Instructions for the task = In the records, each line holding "image" must be reported.

************

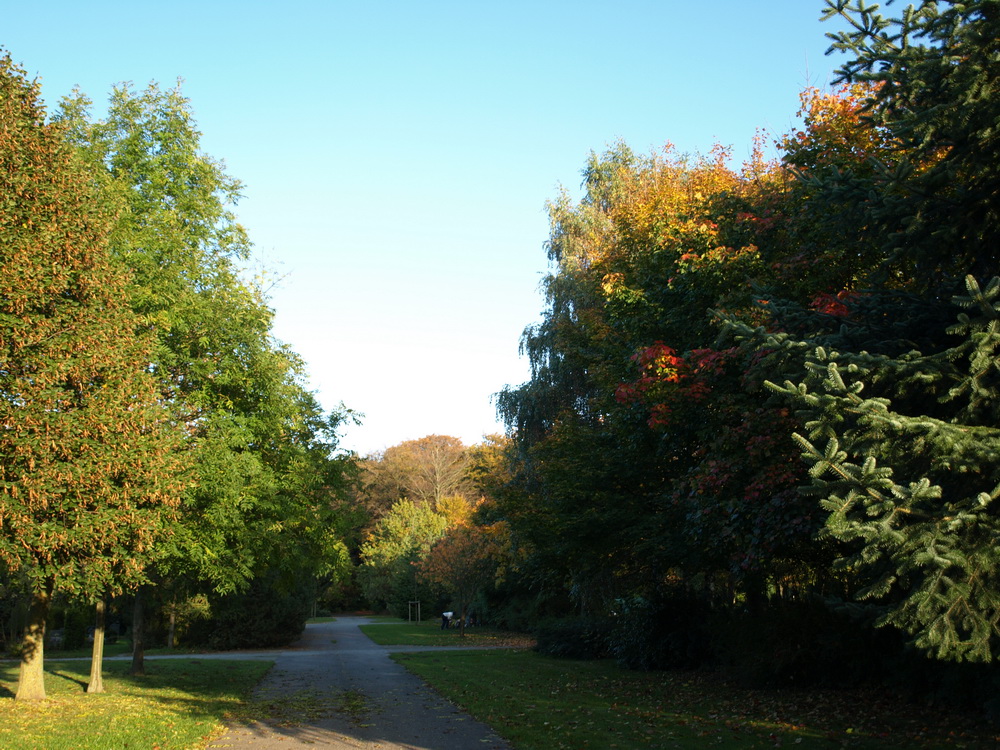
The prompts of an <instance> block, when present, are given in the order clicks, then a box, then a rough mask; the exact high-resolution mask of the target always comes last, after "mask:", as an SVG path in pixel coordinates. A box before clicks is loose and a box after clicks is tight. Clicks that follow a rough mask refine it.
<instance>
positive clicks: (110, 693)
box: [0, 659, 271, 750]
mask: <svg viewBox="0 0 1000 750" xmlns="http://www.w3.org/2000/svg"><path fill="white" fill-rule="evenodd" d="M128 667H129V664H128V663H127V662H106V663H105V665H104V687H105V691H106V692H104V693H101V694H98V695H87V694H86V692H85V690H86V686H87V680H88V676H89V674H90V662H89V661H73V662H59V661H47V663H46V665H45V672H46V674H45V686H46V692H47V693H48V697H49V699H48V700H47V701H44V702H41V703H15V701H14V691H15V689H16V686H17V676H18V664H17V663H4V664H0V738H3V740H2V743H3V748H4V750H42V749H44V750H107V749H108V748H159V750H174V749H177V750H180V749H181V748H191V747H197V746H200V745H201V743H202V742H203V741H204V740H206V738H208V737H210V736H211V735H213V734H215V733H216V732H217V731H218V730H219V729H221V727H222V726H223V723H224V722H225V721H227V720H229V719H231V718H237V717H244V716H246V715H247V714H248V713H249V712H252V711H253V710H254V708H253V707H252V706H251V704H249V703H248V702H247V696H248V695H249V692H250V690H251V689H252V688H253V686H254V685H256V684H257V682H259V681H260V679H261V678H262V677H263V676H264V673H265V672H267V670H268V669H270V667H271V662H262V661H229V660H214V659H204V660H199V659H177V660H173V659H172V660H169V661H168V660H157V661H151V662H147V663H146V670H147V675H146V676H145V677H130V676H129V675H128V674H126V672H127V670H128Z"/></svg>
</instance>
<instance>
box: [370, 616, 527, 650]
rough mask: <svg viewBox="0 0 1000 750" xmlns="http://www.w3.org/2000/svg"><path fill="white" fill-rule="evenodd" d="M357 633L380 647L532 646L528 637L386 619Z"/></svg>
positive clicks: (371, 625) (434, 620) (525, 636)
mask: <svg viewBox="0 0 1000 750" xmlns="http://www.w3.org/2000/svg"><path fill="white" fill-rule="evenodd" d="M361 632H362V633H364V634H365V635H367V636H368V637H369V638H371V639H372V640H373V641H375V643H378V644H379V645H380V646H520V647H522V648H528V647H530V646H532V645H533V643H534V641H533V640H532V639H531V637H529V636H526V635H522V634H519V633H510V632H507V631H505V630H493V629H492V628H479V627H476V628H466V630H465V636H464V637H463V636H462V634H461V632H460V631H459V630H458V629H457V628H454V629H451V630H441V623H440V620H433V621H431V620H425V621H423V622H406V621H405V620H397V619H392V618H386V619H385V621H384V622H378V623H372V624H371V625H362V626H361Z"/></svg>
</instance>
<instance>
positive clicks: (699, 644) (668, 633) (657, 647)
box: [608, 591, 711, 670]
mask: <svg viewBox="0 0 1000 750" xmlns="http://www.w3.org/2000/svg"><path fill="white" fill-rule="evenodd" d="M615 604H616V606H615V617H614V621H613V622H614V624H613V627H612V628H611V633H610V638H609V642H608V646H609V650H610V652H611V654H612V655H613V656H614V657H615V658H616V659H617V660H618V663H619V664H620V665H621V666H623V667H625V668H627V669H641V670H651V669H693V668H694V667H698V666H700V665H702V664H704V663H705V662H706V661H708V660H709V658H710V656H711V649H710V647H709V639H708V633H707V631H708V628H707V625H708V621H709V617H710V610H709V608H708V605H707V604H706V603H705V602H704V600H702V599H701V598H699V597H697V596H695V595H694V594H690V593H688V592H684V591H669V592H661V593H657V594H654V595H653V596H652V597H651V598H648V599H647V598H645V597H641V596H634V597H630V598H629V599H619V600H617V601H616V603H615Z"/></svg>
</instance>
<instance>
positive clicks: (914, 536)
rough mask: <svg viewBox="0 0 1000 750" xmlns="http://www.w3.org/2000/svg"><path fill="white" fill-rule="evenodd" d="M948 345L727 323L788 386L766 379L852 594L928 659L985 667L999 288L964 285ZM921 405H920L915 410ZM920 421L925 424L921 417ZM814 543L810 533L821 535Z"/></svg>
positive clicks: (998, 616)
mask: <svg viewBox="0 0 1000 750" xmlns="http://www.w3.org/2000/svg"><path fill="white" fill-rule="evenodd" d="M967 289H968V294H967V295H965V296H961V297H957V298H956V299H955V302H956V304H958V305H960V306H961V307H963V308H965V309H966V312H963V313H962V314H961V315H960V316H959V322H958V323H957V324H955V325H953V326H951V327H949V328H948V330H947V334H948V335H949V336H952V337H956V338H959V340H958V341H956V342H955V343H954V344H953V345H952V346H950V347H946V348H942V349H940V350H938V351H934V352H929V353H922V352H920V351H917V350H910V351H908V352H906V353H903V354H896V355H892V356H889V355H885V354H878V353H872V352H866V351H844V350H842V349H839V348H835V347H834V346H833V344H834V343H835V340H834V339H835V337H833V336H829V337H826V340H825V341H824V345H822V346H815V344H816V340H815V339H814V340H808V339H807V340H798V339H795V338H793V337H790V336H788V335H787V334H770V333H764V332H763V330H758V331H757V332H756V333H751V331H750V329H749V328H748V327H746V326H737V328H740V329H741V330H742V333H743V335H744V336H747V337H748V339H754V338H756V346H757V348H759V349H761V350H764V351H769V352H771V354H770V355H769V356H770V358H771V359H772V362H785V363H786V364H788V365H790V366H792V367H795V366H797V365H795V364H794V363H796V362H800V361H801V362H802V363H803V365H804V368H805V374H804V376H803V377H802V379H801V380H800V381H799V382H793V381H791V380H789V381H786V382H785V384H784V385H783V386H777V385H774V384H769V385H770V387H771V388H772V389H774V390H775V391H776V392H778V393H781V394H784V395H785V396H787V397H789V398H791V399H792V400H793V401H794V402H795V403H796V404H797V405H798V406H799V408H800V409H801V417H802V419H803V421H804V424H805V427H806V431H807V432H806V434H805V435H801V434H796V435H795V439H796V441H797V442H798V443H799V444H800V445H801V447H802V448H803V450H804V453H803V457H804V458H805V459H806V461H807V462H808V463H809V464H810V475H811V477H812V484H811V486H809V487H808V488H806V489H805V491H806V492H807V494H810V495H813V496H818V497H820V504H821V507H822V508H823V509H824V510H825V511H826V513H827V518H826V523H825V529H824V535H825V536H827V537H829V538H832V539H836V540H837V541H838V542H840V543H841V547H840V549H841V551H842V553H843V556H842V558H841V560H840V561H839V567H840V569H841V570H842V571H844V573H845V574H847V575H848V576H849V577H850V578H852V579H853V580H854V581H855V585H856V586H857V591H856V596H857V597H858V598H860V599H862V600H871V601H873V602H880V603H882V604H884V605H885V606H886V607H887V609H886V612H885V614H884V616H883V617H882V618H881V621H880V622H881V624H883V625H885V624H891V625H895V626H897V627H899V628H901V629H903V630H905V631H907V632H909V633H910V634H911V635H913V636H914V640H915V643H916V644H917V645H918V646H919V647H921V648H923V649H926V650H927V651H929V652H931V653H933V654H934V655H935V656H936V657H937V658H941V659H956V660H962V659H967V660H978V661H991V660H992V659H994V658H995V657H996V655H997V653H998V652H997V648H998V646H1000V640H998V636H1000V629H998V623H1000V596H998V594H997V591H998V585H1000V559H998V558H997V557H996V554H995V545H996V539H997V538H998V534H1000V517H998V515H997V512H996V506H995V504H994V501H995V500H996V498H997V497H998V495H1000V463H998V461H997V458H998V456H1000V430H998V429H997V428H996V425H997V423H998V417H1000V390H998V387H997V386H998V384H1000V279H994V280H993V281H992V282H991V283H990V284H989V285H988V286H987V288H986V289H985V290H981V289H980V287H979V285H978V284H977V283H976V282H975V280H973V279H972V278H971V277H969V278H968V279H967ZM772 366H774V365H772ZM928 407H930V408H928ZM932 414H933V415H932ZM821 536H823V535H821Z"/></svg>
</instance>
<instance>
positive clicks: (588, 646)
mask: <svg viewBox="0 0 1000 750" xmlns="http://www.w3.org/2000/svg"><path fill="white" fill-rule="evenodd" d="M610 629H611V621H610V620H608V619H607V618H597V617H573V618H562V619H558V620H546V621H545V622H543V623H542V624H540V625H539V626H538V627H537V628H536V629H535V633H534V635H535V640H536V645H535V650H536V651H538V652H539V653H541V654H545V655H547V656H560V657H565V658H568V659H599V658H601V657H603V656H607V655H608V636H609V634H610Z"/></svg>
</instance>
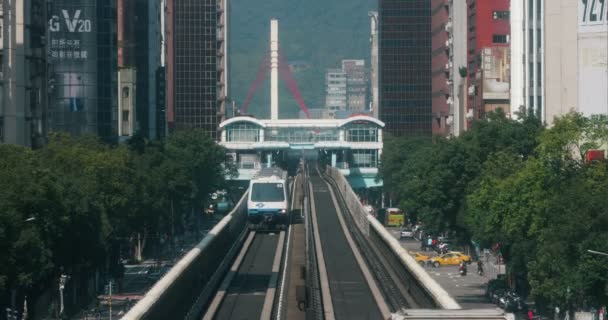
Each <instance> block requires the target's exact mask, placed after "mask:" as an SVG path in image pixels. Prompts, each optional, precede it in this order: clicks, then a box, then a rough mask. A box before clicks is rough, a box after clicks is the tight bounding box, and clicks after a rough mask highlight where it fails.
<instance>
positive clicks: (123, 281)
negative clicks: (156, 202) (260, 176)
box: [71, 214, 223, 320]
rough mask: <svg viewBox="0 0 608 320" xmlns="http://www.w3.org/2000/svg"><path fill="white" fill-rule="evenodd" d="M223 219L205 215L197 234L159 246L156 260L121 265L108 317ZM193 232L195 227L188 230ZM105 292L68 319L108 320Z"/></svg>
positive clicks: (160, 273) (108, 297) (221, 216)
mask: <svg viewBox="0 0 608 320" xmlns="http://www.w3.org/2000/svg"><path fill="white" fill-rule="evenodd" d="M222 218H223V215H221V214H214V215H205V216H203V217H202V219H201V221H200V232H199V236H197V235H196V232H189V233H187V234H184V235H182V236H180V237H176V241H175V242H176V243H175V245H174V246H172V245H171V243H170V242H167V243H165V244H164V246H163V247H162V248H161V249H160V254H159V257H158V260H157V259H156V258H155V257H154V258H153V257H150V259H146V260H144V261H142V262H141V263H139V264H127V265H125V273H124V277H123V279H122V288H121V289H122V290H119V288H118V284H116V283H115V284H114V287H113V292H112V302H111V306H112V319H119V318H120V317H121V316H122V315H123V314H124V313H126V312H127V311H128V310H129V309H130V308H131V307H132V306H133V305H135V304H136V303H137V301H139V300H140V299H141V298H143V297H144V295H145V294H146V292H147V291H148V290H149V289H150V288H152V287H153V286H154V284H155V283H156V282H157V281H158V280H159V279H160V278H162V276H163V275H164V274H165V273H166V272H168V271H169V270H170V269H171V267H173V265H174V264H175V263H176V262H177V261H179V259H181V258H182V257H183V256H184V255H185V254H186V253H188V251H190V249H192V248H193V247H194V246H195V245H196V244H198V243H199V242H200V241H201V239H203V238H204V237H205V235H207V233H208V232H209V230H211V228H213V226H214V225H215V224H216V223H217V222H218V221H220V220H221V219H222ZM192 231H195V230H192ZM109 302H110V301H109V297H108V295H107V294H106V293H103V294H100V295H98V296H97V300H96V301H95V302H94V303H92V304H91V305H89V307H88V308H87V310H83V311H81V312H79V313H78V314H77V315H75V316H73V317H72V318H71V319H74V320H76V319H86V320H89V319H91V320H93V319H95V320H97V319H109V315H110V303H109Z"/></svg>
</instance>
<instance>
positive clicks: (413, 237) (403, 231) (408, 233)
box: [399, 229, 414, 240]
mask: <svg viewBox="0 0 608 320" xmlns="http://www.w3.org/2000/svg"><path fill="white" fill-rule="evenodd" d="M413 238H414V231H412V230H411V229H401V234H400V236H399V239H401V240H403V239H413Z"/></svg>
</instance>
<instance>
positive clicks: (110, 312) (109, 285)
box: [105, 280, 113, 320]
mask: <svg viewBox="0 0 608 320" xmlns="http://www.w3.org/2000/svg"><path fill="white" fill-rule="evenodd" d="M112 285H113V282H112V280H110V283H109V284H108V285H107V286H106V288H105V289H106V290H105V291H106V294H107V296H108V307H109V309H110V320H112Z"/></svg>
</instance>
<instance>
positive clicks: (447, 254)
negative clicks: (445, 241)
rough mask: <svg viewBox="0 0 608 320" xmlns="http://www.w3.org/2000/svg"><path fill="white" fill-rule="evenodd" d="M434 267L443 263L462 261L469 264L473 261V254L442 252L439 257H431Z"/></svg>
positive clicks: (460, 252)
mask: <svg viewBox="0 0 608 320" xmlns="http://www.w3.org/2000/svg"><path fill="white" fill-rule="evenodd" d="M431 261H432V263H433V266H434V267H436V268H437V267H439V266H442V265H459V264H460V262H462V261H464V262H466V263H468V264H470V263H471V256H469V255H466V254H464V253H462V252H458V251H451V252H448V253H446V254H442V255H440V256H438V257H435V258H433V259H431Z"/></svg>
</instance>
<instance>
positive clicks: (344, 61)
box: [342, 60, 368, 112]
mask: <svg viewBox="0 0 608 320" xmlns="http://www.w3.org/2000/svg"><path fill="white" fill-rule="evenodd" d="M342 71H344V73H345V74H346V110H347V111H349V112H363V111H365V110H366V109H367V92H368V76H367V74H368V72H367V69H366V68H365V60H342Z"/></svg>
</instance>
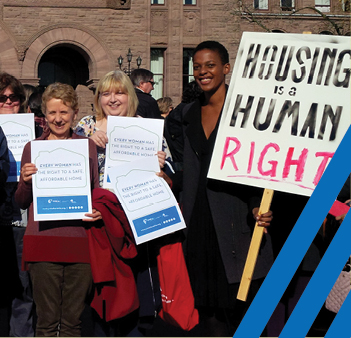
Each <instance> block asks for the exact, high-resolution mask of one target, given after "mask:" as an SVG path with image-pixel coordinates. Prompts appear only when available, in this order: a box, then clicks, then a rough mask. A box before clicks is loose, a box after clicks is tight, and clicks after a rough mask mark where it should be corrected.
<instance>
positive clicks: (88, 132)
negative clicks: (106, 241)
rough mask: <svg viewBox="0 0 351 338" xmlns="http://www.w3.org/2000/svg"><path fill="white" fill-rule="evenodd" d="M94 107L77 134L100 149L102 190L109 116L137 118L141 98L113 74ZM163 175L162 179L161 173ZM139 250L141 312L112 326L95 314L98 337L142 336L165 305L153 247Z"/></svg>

************

Answer to the problem =
Each <instance> block requires the target's exact mask, placed after "mask:" as an SVG path in image pixels. Prompts, each optional, precede it in this order: clicks, then a box, then a rough mask. A box before clicks is rough, a box after clicks is the tight bounding box, and clicks after a rough mask highlight where it fails.
Each <instance> block asks for the exact, high-resolution mask of one target, given after "mask:" as an SVG path with image-pixel coordinates. Prompts appear only when available, in this order: a box, then clicks, then a rough mask. A box before clicks is loose, a box after clicks is tight, and clicks after a rough mask mark where it should be corrected.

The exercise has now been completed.